> _Instructions_
• a. Reproduce everything from "Last night, disabled" down to "with a disability." in the article about James Moore below, ignoring the data that follows it.
• b. In the article about James Moore below, what award did he win at the National Television Awards 2019?
• c. Write what comes next in the article about actor James Moore and his Emmerdale role, picking up after its last sentence.

> _Document excerpt_

## Start

Last night, disabled actor James Moore won the award for Best Newcomer at the National Television Awards 2019 for his role as Ryan Stocks in Emmerdale. Back in July last year, we interviewed James as he joined the long-running soap. Read on to find out more about the actor, hear from him in his own words, and watch his win at the NTAs.
Since first appearing in Emmerdale in June 2018, James Moore has been widely praised for his portrayal of Charity Dingle’s long-lost son, Ryan Stocks. Ryan has cerebral palsy and is one of just a handful of TV characters with a disability.

## End

> _Data_
## Start

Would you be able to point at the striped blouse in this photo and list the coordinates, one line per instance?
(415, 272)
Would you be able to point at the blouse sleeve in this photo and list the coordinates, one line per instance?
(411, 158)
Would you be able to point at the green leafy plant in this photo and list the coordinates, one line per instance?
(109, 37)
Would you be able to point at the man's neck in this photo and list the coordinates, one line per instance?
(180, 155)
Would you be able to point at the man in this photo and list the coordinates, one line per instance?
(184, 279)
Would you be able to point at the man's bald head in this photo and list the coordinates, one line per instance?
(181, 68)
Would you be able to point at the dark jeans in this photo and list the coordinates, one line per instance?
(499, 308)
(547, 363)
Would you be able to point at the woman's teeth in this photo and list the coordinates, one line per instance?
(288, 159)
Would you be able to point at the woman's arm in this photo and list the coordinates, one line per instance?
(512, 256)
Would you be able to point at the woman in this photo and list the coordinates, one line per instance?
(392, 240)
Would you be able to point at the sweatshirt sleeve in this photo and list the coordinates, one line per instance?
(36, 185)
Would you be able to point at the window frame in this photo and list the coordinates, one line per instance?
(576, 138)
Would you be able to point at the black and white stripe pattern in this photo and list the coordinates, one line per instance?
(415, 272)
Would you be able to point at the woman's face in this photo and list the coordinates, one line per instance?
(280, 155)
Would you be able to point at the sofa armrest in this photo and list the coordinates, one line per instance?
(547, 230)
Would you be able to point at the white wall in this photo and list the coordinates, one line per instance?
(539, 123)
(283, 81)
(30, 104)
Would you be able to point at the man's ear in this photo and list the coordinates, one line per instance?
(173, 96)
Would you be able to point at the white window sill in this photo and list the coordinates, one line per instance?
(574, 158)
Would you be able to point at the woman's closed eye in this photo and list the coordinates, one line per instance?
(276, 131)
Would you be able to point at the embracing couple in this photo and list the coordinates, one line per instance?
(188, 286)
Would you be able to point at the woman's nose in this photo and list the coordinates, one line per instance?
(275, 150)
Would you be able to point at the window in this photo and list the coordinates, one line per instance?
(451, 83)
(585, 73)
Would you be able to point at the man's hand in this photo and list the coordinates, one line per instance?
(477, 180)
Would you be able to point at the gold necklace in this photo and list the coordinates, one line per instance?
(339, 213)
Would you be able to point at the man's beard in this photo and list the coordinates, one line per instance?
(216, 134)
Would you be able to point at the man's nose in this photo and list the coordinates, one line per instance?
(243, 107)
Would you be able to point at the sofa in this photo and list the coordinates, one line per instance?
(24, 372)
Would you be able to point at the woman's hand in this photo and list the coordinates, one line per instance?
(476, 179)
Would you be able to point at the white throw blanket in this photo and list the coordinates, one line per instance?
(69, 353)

## End

> _Written answers_
• a.
Last night, disabled actor James Moore won the award for Best Newcomer at the National Television Awards 2019 for his role as Ryan Stocks in Emmerdale. Back in July last year, we interviewed James as he joined the long-running soap. Read on to find out more about the actor, hear from him in his own words, and watch his win at the NTAs.
Since first appearing in Emmerdale in June 2018, James Moore has been widely praised for his portrayal of Charity Dingle’s long-lost son, Ryan Stocks. Ryan has cerebral palsy and is one of just a handful of TV characters with a disability.

• b. Best Newcomer

• c.
James Moore winning Best Newcomer at the National Television Awards
As the title suggests, the Best Newcomer accolade celebrates talented actors and actresses that have recently burst onto our screens. For the award, he was up against four non-disabled actors:
- Aedan Duckworth, who plays Oliver Morgan in Hollyoaks
- Alexandra Mardell as Emma Brooker in Coronation Street
- Newt Mohan, who is Dr Rashid “Rash” Masum in Casualty
- Ricky Champ as Stuart Highway in EastEnders
Overjoyed by his win, he spoke about the importance of having a disabled character on such a highly-profile TV show. “Thank you so much, this means the world to me. A year ago, I never thought I would be here… to take on someone with a disability shows the progression that we need in this day and age.”
You can watch his win at the National Television Awards in the video below.
Who is Ryan Stocks in Emmerdale?
27-year-old Ryan Stocks was thought to have died shortly after his birth, having been abandoned by Charity, who became pregnant through abuse at the age of just 14.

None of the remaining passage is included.